> [WHAT NEEDS TO BE DONE]: Transcribe every one of the following items word for word, line by line.

(Entries drawn from a collection)
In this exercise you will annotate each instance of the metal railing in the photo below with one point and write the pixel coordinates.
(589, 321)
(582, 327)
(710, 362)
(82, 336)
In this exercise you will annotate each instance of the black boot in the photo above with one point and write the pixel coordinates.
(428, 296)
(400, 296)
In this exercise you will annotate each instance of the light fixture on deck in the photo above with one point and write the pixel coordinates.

> [TASK ANSWER]:
In this exercise you will annotate each instance of the metal railing in the photo below with one point and write the pixel coordinates.
(589, 321)
(582, 327)
(710, 362)
(82, 336)
In this exercise you will annotate each instance of the black boot in the photo above with one point and write the pixel coordinates.
(428, 296)
(400, 296)
In this exercise you will annotate each instance of the light fixture on deck in the photo above with one point and write the pixel coordinates.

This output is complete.